任务说明: 重写下面的所有行，把每处“Detection result”换成“Predicted boxes”，其余内容一律不变。答案中不要包含图片。

------------------------------

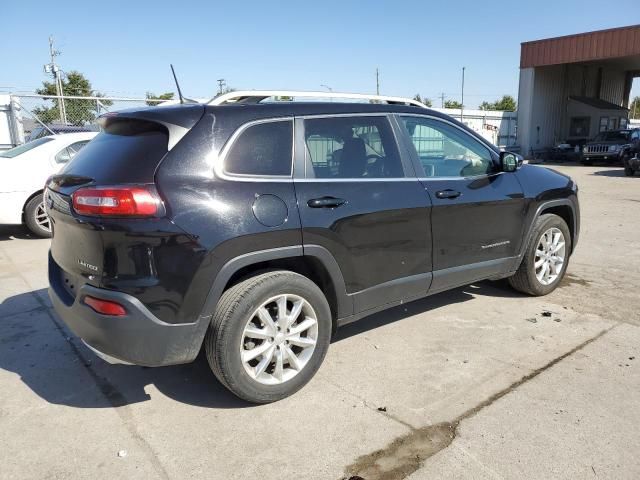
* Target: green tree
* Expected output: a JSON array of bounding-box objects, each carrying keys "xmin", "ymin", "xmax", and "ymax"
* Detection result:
[
  {"xmin": 629, "ymin": 97, "xmax": 640, "ymax": 118},
  {"xmin": 444, "ymin": 100, "xmax": 462, "ymax": 108},
  {"xmin": 145, "ymin": 92, "xmax": 173, "ymax": 107},
  {"xmin": 478, "ymin": 95, "xmax": 516, "ymax": 112},
  {"xmin": 495, "ymin": 95, "xmax": 517, "ymax": 112},
  {"xmin": 33, "ymin": 71, "xmax": 113, "ymax": 125},
  {"xmin": 413, "ymin": 93, "xmax": 433, "ymax": 107},
  {"xmin": 214, "ymin": 87, "xmax": 236, "ymax": 98}
]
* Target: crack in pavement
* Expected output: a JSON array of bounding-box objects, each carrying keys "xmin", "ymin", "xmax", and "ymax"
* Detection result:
[{"xmin": 342, "ymin": 324, "xmax": 618, "ymax": 480}]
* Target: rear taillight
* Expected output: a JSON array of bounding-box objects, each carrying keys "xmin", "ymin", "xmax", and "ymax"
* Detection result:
[
  {"xmin": 72, "ymin": 186, "xmax": 162, "ymax": 217},
  {"xmin": 84, "ymin": 295, "xmax": 127, "ymax": 317}
]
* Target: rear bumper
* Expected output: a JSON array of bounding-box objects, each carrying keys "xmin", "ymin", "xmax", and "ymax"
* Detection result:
[{"xmin": 49, "ymin": 251, "xmax": 208, "ymax": 367}]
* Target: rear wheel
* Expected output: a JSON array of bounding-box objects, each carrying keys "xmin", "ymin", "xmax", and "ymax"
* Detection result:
[
  {"xmin": 205, "ymin": 271, "xmax": 332, "ymax": 403},
  {"xmin": 24, "ymin": 193, "xmax": 51, "ymax": 238},
  {"xmin": 509, "ymin": 214, "xmax": 571, "ymax": 296}
]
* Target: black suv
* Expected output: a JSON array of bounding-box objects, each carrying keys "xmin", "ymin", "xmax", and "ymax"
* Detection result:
[
  {"xmin": 46, "ymin": 93, "xmax": 580, "ymax": 403},
  {"xmin": 582, "ymin": 128, "xmax": 640, "ymax": 169}
]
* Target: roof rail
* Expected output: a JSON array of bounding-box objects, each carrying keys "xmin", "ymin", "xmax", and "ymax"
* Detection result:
[{"xmin": 207, "ymin": 90, "xmax": 428, "ymax": 108}]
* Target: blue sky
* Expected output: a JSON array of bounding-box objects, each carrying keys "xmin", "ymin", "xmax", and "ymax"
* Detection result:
[{"xmin": 0, "ymin": 0, "xmax": 640, "ymax": 107}]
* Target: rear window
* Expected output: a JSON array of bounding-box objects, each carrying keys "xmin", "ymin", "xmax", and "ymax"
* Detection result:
[
  {"xmin": 61, "ymin": 119, "xmax": 169, "ymax": 185},
  {"xmin": 224, "ymin": 120, "xmax": 293, "ymax": 176}
]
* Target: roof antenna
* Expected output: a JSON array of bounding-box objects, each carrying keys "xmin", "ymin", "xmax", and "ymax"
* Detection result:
[{"xmin": 169, "ymin": 63, "xmax": 184, "ymax": 103}]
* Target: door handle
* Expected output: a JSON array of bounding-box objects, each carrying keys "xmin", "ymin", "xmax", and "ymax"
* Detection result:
[
  {"xmin": 307, "ymin": 197, "xmax": 347, "ymax": 208},
  {"xmin": 436, "ymin": 188, "xmax": 462, "ymax": 198}
]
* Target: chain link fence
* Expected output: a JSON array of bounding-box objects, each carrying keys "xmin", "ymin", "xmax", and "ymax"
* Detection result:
[{"xmin": 11, "ymin": 94, "xmax": 164, "ymax": 143}]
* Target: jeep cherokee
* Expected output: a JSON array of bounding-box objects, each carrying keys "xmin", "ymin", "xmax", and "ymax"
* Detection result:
[{"xmin": 46, "ymin": 92, "xmax": 580, "ymax": 403}]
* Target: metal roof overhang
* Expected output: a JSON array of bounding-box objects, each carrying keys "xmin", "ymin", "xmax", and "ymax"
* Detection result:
[{"xmin": 520, "ymin": 25, "xmax": 640, "ymax": 69}]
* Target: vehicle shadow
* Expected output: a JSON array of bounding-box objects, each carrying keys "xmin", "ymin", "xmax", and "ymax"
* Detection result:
[
  {"xmin": 0, "ymin": 282, "xmax": 518, "ymax": 409},
  {"xmin": 591, "ymin": 169, "xmax": 626, "ymax": 177},
  {"xmin": 0, "ymin": 225, "xmax": 40, "ymax": 242}
]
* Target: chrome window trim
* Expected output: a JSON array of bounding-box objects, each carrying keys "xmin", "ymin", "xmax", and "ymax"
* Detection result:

------------------------------

练习答案:
* Target: green tree
* Expected output: a JSON array of bounding-box objects, each carrying keys "xmin", "ymin", "xmax", and "ymax"
* Predicted boxes:
[
  {"xmin": 629, "ymin": 97, "xmax": 640, "ymax": 118},
  {"xmin": 444, "ymin": 100, "xmax": 462, "ymax": 108},
  {"xmin": 145, "ymin": 92, "xmax": 173, "ymax": 107},
  {"xmin": 478, "ymin": 95, "xmax": 516, "ymax": 112},
  {"xmin": 495, "ymin": 95, "xmax": 517, "ymax": 112},
  {"xmin": 33, "ymin": 71, "xmax": 113, "ymax": 125},
  {"xmin": 413, "ymin": 93, "xmax": 433, "ymax": 107},
  {"xmin": 214, "ymin": 87, "xmax": 236, "ymax": 98}
]
* Target: crack in pavement
* Expected output: a JSON array of bounding-box objects, each carrying keys "xmin", "ymin", "xmax", and "ymax"
* Predicted boxes:
[{"xmin": 342, "ymin": 324, "xmax": 618, "ymax": 480}]
* Target: rear taillight
* Expected output: a JSON array of bounding-box objects, each carrying keys "xmin", "ymin", "xmax", and "ymax"
* Predicted boxes:
[
  {"xmin": 72, "ymin": 186, "xmax": 162, "ymax": 217},
  {"xmin": 84, "ymin": 295, "xmax": 127, "ymax": 317}
]
* Target: rear bumper
* Expected output: a JSON array of bounding-box objects, each carrying keys "xmin", "ymin", "xmax", and "ymax"
* Predicted boxes:
[{"xmin": 49, "ymin": 251, "xmax": 208, "ymax": 367}]
* Target: rear wheel
* Expected output: a JSON array of bounding-box objects, each carrying keys "xmin", "ymin", "xmax", and "ymax"
* Predicted boxes:
[
  {"xmin": 205, "ymin": 271, "xmax": 332, "ymax": 403},
  {"xmin": 24, "ymin": 193, "xmax": 51, "ymax": 238},
  {"xmin": 509, "ymin": 214, "xmax": 571, "ymax": 296}
]
* Target: black suv
* Expected output: a JSON array of bounding-box objects, each carrying keys "xmin", "ymin", "xmax", and "ymax"
* Predicted boxes:
[
  {"xmin": 46, "ymin": 93, "xmax": 580, "ymax": 403},
  {"xmin": 582, "ymin": 128, "xmax": 640, "ymax": 169}
]
* Target: roof rail
* Expected output: a JSON array of bounding-box objects, each carrying keys "xmin", "ymin", "xmax", and "ymax"
* Predicted boxes:
[{"xmin": 207, "ymin": 90, "xmax": 428, "ymax": 108}]
* Target: blue sky
* Expected output: a JSON array of bounding-box objects, each carrying keys "xmin", "ymin", "xmax", and "ymax"
* Predicted boxes:
[{"xmin": 0, "ymin": 0, "xmax": 640, "ymax": 107}]
* Target: rear window
* Expected output: a JSON array of bounding-box objects, each carrying keys "xmin", "ymin", "xmax", and "ymax"
* Predicted boxes:
[
  {"xmin": 61, "ymin": 119, "xmax": 169, "ymax": 185},
  {"xmin": 224, "ymin": 120, "xmax": 293, "ymax": 176}
]
* Target: roof antenna
* Expected output: a JSON array of bounding-box objects, each carrying keys "xmin", "ymin", "xmax", and "ymax"
* Predicted boxes:
[{"xmin": 169, "ymin": 63, "xmax": 184, "ymax": 103}]
* Target: door handle
* Expected output: a JSON array of bounding-box objects, each carrying keys "xmin", "ymin", "xmax", and "ymax"
* Predicted boxes:
[
  {"xmin": 307, "ymin": 197, "xmax": 347, "ymax": 208},
  {"xmin": 436, "ymin": 188, "xmax": 462, "ymax": 198}
]
* Target: chain link fence
* Expected output: a JSON array of bounding-box objects, each carrying keys "xmin", "ymin", "xmax", and "ymax"
* Predicted boxes:
[{"xmin": 11, "ymin": 94, "xmax": 164, "ymax": 143}]
* Target: jeep cherokee
* Expected output: a JSON array of bounding-box objects, each carrying keys "xmin", "ymin", "xmax", and "ymax"
* Predicted boxes:
[{"xmin": 46, "ymin": 92, "xmax": 580, "ymax": 403}]
* Target: metal roof overhang
* Expected output: a JSON array of bounding-box objects, each carrying keys "xmin", "ymin", "xmax", and "ymax"
* Predicted boxes:
[{"xmin": 520, "ymin": 25, "xmax": 640, "ymax": 69}]
* Target: vehicle shadow
* Expected output: a JSON array of bounding-box objects, each carrying keys "xmin", "ymin", "xmax", and "ymax"
* Predicted boxes:
[
  {"xmin": 0, "ymin": 282, "xmax": 518, "ymax": 409},
  {"xmin": 591, "ymin": 169, "xmax": 626, "ymax": 177},
  {"xmin": 0, "ymin": 225, "xmax": 40, "ymax": 242}
]
* Target: chrome window trim
* Expected output: a JSON array of bounding-box objects, each carrying keys "xmin", "ymin", "xmax", and "ymax"
* Predicted boxes:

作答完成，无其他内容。